__TESTO ESTRATTO__.
————
Giurisprudenza - Enti locali

Consiglio di Stato, sez. IV, sentenza n. 1916 del 3 aprile 2001-04-13, sul trasferimento agli enti locali del personale regionale comandato

R  E  P  U  B  B  L  I  C  A     I  T  A  L  I  A  N  A
IN NOME DEL POPOLO ITALIANO
 Il Consiglio di Stato in sede giurisdizionale (Sezione Quarta) ha pronunciato la seguente
DECISIONE

sul ricorso in appello n. 4480/2000 proposto da VOLPI Paolo, RICCI Sergio, DI PAOLO Anna Maria, RAPINI Ilva, DURANTI Tommassina e MAGGI Luciano, rappresentati e difesi dall’avv. Paolo de Camelis presso il quale sono elettivamente domiciliati in Roma, Via Azuni n. 9
contro
la Regione Toscana,  in persona del Presidente della Giunta regionale pro tempore, rappresentata e difesa gli avv.ti Vanna Console e Fabio Lorenzoni;
la Provincia di Arezzo, n.c.;
BELLI Paola, n.c.; 
per l'annullamento
della sentenza del Tribunale Amministrativo Regionale per la Toscana, Sez. II, 5 novembre 1999 n.888, resa inter partes,.
Visto il ricorso con i relativi allegati;
Visto l’atto di costituzione in giudizio della Regione Toscana;
Viste le memorie prodotte dalle parti a sostegno delle rispettive difese;
Visti gli atti tutti della causa;
Relatore alla pubblica udienza del 19 dicembre 2000 il Consigliere Maria Grazia Cappugi; uditi per le parti gli avv.ti De Camelis e Lorenzoni;
Ritenuto e considerato in fatto e in diritto quanto segue.
FATTO
 I ricorrenti, dipendenti inseriti nel ruolo unico della Regione Toscana e comandati presso enti locali per l’esercizio delle funzioni delegate ai sensi dell’art. 118, 3°comma Cost., assumono che per effetto dell’entrata in vigore degli artt. 30 e 32 della legge regionale 7 novembre 1994 n. 81 sarebbero stati violati i principi di status dettati, oltre che dallo Statuto regionale, anche dalla legislazione statale (in particolare, d.lgs. n. 29 del 1993), atteso che l’anzidetta normativa avrebbe illegittimamente consentito il trasferimento “in massa” del personale regionale già comandato presso gli enti locali minori.
Hanno proposto due separati ricorsi (uno avverso la delibera della Giunta regionale 9 gennaio 1995 e l’altro avverso gli atti attuativi della stessa) al T.A.R. per la Toscana deducendo alcuni profili di censura comuni che possono essere così sintetizzati: 
I.1) Violazione dell’art. 64, commi 1° e 2°, dello Statuto della Regione Toscana, nonché dell’art. 123 Cost.
————
__COMPITO__. Prosegua la sentenza del Consiglio di Stato sul trasferimento del personale regionale comandato, a partire dal punto in cui essa si ferma. Le righe riportate di seguito non sono necessarie.
————
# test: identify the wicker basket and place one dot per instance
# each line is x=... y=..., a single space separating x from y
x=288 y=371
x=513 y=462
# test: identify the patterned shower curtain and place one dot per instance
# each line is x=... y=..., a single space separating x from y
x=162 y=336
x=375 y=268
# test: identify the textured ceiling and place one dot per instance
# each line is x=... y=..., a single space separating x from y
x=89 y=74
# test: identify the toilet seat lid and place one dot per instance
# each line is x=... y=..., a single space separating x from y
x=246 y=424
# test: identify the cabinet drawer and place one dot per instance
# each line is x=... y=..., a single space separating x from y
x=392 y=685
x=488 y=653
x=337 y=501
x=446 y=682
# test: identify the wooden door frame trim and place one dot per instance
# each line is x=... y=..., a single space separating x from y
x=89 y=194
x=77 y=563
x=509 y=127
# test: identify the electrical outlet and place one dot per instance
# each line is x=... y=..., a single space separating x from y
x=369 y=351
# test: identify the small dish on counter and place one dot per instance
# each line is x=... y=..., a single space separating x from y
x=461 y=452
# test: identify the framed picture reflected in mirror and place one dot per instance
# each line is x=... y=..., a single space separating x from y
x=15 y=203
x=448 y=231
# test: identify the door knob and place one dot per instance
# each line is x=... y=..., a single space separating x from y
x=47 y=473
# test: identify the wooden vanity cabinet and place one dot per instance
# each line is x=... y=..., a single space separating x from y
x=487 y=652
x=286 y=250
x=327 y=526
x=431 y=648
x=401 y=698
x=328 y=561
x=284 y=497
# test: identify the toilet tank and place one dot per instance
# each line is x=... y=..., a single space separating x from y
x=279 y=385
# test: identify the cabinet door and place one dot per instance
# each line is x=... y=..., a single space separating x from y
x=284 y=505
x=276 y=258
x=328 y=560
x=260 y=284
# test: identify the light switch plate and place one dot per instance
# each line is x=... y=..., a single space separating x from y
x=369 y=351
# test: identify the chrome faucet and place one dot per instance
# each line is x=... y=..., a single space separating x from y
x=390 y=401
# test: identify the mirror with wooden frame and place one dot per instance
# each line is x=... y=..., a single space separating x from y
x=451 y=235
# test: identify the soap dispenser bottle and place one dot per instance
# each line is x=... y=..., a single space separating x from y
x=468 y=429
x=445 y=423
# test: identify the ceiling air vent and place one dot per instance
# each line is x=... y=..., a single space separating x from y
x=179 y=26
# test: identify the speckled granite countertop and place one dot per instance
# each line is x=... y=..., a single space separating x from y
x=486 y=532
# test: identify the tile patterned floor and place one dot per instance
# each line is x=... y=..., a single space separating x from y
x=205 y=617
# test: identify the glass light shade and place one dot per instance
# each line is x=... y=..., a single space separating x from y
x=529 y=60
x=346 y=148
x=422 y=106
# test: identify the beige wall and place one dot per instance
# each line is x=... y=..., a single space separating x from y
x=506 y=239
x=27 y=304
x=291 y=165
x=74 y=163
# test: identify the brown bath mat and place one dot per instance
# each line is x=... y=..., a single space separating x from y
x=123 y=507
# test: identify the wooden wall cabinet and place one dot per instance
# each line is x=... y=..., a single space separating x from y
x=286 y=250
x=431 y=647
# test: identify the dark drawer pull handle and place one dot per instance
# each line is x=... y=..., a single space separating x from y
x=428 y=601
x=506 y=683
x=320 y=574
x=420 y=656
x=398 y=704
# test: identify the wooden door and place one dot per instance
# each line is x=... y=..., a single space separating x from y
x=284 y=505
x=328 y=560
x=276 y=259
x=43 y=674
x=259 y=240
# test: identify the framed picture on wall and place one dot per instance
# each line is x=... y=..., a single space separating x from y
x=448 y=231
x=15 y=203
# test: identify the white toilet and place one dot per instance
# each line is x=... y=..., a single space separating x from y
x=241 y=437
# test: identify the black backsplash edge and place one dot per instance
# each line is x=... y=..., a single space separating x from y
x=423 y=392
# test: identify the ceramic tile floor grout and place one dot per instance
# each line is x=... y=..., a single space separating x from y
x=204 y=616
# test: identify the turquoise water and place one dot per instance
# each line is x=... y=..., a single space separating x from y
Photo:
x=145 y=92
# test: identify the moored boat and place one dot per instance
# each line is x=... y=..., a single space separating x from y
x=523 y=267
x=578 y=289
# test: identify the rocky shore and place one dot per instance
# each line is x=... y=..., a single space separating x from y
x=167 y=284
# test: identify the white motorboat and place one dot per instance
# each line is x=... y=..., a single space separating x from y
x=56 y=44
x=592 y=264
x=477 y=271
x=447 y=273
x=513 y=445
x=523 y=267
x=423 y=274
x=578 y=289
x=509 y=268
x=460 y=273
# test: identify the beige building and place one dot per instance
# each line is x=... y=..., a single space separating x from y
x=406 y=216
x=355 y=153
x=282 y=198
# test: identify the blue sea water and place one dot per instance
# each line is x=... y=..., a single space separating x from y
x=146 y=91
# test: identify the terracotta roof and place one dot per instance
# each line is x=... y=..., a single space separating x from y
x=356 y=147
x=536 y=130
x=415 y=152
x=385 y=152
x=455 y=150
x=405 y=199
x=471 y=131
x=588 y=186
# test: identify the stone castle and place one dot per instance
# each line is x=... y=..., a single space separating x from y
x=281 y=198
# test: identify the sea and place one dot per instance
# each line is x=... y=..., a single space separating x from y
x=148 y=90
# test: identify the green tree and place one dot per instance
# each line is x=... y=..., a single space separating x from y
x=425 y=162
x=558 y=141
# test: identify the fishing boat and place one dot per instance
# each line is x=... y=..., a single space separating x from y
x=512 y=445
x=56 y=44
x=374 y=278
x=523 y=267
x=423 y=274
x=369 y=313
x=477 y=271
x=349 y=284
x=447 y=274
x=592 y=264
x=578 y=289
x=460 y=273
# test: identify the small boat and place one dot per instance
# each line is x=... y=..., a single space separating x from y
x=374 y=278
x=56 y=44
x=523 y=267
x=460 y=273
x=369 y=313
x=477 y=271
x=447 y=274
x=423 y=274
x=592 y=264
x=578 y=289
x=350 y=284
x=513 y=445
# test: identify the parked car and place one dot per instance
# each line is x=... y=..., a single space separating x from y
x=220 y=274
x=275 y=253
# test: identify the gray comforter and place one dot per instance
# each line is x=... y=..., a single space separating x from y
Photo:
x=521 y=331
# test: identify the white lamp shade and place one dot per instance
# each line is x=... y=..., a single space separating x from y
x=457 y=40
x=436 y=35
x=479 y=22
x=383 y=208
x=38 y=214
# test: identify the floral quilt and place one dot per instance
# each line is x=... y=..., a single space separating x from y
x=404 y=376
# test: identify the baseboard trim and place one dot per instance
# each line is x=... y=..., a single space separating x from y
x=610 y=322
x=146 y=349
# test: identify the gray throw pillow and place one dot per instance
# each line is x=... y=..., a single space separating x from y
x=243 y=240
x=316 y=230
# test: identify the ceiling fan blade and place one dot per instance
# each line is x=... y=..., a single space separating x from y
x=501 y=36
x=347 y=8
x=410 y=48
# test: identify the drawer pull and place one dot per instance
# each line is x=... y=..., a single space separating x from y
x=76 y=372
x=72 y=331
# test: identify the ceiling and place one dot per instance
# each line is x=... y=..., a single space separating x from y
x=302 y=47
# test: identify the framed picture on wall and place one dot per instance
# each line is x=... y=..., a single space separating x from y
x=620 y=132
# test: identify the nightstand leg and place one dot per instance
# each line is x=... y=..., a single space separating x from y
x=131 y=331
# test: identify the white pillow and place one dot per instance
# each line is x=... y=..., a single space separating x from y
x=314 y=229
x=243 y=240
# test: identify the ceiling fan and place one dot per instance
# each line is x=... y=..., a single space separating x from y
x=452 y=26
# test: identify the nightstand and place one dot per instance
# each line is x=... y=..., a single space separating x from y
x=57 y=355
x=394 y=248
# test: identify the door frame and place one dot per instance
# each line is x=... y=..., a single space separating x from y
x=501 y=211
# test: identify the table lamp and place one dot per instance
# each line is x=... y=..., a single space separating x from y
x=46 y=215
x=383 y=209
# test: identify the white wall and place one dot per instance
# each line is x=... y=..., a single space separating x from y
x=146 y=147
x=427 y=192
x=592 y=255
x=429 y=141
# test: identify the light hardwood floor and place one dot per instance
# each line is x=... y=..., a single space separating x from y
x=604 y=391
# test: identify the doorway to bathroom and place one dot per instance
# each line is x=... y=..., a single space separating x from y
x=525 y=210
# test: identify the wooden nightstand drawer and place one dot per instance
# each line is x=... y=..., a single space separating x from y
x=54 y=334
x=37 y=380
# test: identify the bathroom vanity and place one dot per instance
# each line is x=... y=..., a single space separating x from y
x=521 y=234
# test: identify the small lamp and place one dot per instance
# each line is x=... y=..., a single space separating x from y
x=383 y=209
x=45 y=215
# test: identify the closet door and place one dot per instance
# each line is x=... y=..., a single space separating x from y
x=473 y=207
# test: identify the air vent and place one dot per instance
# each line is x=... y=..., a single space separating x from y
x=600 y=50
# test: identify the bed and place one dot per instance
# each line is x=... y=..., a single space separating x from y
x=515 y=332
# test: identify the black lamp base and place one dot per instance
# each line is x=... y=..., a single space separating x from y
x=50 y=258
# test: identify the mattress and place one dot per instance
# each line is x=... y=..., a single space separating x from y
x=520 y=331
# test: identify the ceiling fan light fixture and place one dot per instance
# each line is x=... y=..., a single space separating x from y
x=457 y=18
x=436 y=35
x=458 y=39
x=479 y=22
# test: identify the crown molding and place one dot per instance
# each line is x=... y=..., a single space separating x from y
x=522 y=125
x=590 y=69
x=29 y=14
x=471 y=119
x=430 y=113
————
__RISPOSTA AL COMPITO__.
La disciplina di cui alla citata legge regionale n.81 del 1994 avrebbe trasferito agli enti locali destinatari della delega il personale precedentemente comandato presso questi ultimi in difetto della previa necessaria consultazione.
I.2) Violazione dell’art. 62 dello Statuto della Regione Toscana, nonché dell’art. 123 Cost.
Fermo l’inquadramento del personale regionale in un ruolo unico per tutti i settori dell’Amministrazione, la censurata legge regionale sarebbe illegittima nella parte in cui istituisce un “contingente separato” del personale comandato ad esercitare le funzioni delegate presso gli enti locali.
I.3) Violazione del 3° comma dell’art. 64 dello Statuto della Regione Toscana, nonché dell’art. 123 Cost.
L’art. 32 della legge regionale n. 81 del 1994 in questione, nel disporre che il personale regionale, per l’esercizio delle suddette funzioni delegate, sia trasferito agli enti locali interessati, si porrebbe, inoltre, in contrasto  con l’art. 64, 3° comma, dello Statuto regionale il quale, per il “comando” di siffatto personale presso gli enti locali, prevede il consenso del dipendente interessato.
I.4) Violazione dell’art. 117 Cost.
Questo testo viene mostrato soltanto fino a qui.